WHAT IS REQUIRED
Rewrite each line of the listing below as a numbered list, leaving out any blank lines.

[Collected data entries]

== == ==

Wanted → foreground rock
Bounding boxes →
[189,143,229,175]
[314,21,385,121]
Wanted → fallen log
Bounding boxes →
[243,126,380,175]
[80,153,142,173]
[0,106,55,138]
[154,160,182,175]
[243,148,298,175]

== == ==

COMPLETED EXERCISE
1. Wanted → foreground rock
2. Bounding boxes →
3. [189,143,229,175]
4. [314,21,385,121]
5. Wanted → fallen log
6. Bounding boxes →
7. [243,126,380,175]
8. [80,153,142,173]
9. [0,106,55,138]
10. [154,160,182,175]
11. [243,148,298,175]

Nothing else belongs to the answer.